To be done:
a. Summarize the judgment excerpt in two sentences.
b. In the judgment excerpt, which case established the principle that the plaintiff in Birdon relied on to argue invalidity?

Document section:

┌──

23. In my view the critical issue arises at points (d)-(f) in the chain of reasoning put forward by Stowe set out above. Does s 27, in addition to permitting enforcement of the adjudication certificate as if it was a judgment of the Court, mean that such a judgment also carries with it the issue estoppel consequences that would flow from an ordinary judgment of the Court? This turns on the effect of s 27(1) in its statutory context.

 

24. The starting point must be the words of the section, which are set out above. The reference in s 27(1) to the adjudication certificate being “filed as a judgment for a debt” is obviously designed to give the certificate an effect that it would not otherwise have.

 

25. In Birdon the validity of the Building and Construction Industry Security of Payment Act 1999 (NSW Act), which is in relevantly similar terms to the SOP Act, was challenged on the basis that the procedure for recovery of progress payments set out in the Act impermissibly interfered with the judicial power of the Commonwealth. The plaintiff in that case submitted that the provision which made an adjudication certificate enforceable as a judgment was incompatible with the integrity, independence and impartiality of the Supreme Court of New South Wales and invalid because of the principle in Kable v Director of Public Prosecutions (NSW) (1996) 189 CLR 51. In particular, the plaintiff contended that the provision which permitted the filing of adjudication certificates as judgments for debt impermissibly conscripted the courts to do the work of the legislative or executive branches of the government. The majority judges, Keane CJ and Buchanan J, found that there was no incompatibility. Rares J found that there was. Each judge made observations about the operation of s 25 of the NSW Act which are significant in assessing the consequences that flow from the filing of an adjudication certificate as a judgment for a debt. In what follows I have substituted references to the NSW Act with references to the provisions of the SOP Act as, in my view, what their Honours had to say is directly relevant to the ACT Act which is in relevantly identical terms.

└──

Dataset excerpts:
┌──

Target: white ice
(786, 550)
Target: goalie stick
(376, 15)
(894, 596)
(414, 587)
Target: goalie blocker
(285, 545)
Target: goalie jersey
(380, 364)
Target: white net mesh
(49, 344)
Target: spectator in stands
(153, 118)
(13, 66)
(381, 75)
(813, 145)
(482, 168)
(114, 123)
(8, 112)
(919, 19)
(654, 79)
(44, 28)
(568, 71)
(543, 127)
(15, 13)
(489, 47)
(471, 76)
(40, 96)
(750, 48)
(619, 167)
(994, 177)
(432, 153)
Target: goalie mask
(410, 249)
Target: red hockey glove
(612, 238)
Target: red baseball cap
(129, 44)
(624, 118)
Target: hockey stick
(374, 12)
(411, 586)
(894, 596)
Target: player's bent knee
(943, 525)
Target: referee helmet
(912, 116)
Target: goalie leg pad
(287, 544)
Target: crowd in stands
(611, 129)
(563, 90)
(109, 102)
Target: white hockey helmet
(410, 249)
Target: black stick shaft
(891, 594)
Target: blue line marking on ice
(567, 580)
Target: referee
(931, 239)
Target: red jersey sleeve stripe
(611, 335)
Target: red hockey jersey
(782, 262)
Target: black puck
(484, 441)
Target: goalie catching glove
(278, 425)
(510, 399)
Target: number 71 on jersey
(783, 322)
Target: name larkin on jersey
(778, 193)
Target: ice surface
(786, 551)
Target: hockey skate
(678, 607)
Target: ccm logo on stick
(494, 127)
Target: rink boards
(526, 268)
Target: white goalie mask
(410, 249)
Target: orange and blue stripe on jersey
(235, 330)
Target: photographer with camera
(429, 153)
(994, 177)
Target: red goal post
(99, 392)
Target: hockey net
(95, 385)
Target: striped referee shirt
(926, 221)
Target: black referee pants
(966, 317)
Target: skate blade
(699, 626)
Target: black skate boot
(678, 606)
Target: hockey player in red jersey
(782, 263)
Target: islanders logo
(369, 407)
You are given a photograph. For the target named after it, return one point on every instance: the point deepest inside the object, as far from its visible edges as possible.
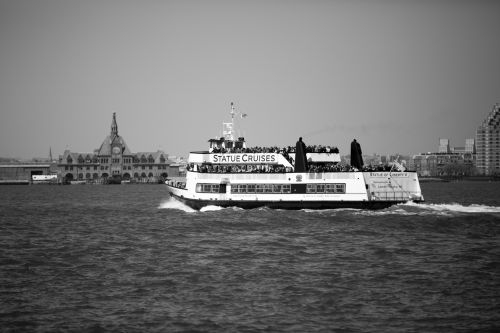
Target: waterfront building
(448, 161)
(443, 165)
(488, 144)
(444, 146)
(113, 161)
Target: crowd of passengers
(271, 168)
(276, 150)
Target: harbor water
(126, 258)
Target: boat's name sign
(244, 158)
(389, 174)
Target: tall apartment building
(444, 146)
(488, 144)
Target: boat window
(207, 188)
(339, 188)
(311, 188)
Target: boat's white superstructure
(229, 174)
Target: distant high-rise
(488, 143)
(444, 146)
(470, 146)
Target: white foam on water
(171, 203)
(211, 208)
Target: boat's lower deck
(297, 190)
(288, 204)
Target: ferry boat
(231, 175)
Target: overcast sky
(396, 75)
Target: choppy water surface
(127, 258)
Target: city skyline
(397, 76)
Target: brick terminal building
(114, 162)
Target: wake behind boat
(231, 175)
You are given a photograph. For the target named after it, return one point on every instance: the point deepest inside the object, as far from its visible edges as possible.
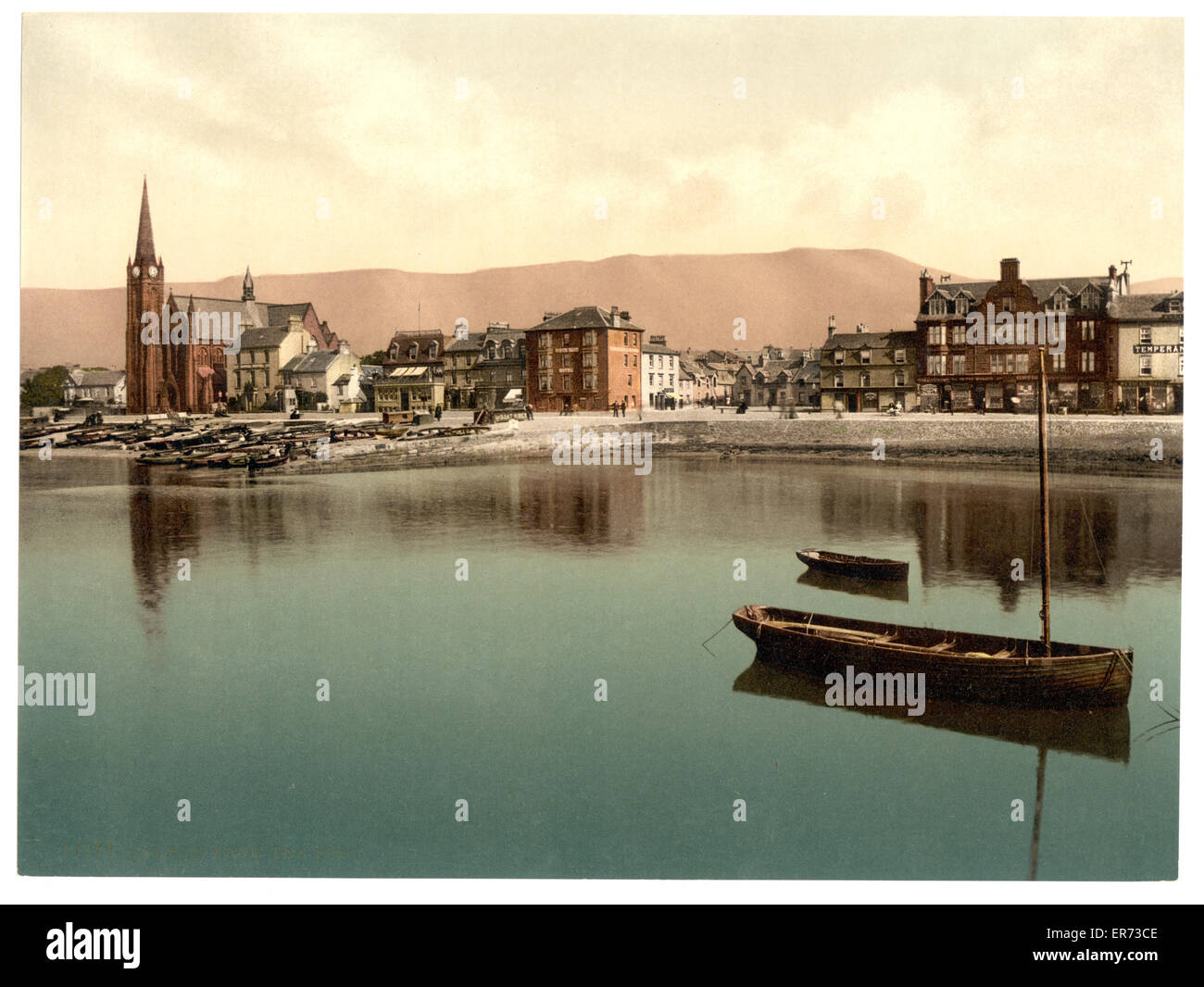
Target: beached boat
(853, 566)
(956, 665)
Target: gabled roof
(311, 362)
(97, 378)
(1144, 307)
(872, 340)
(585, 317)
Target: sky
(304, 144)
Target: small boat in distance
(954, 665)
(853, 566)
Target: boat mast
(1046, 505)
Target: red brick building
(956, 373)
(585, 359)
(191, 374)
(161, 376)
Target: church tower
(149, 383)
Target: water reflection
(1095, 732)
(894, 590)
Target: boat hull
(854, 566)
(956, 666)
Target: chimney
(925, 285)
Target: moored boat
(853, 566)
(956, 665)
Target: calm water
(483, 690)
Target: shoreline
(1084, 445)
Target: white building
(661, 373)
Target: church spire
(144, 253)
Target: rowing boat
(961, 666)
(853, 566)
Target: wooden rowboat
(967, 667)
(853, 566)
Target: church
(191, 376)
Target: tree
(44, 388)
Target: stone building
(586, 359)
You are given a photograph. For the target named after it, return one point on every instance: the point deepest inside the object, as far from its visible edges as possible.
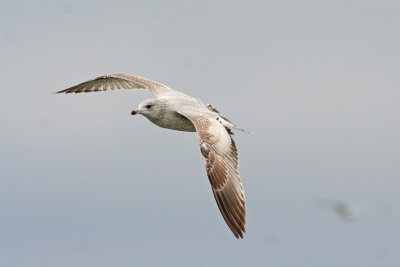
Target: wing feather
(119, 81)
(221, 158)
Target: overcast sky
(84, 183)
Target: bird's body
(177, 111)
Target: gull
(174, 110)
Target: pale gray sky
(83, 183)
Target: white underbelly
(174, 121)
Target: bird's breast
(173, 120)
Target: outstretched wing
(118, 81)
(221, 156)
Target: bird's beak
(134, 112)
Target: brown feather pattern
(221, 159)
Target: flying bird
(174, 110)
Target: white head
(149, 108)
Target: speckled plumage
(175, 110)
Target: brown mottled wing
(221, 156)
(118, 81)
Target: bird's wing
(118, 81)
(219, 150)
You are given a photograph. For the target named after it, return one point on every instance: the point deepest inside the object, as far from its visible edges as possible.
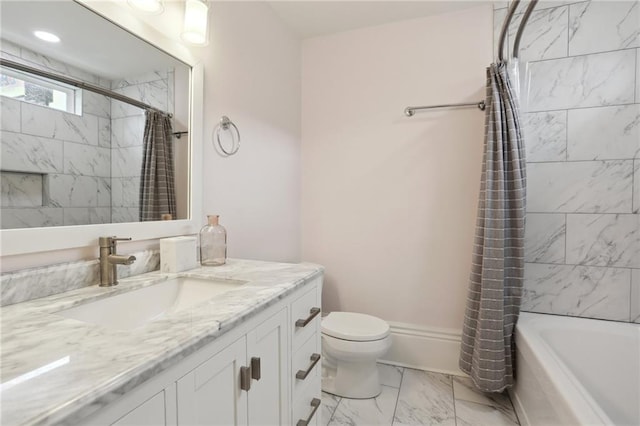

└──

Results for the exercise:
a. The judgment excerpt identifies the critical issue as whether s 27, in addition to allowing an adjudication certificate to be enforced as a judgment of the Court, also gives that judgment the issue estoppel consequences of an ordinary judgment. It notes that the words "filed as a judgment for a debt" in s 27(1) are designed to give the certificate an effect it would not otherwise have, and it recounts Birdon, where a validity challenge to the similar NSW Act failed because the majority, Keane CJ and Buchanan J, found no incompatibility while Rares J found there was one.

b. Kable v Director of Public Prosecutions (NSW) (1996) 189 CLR 51.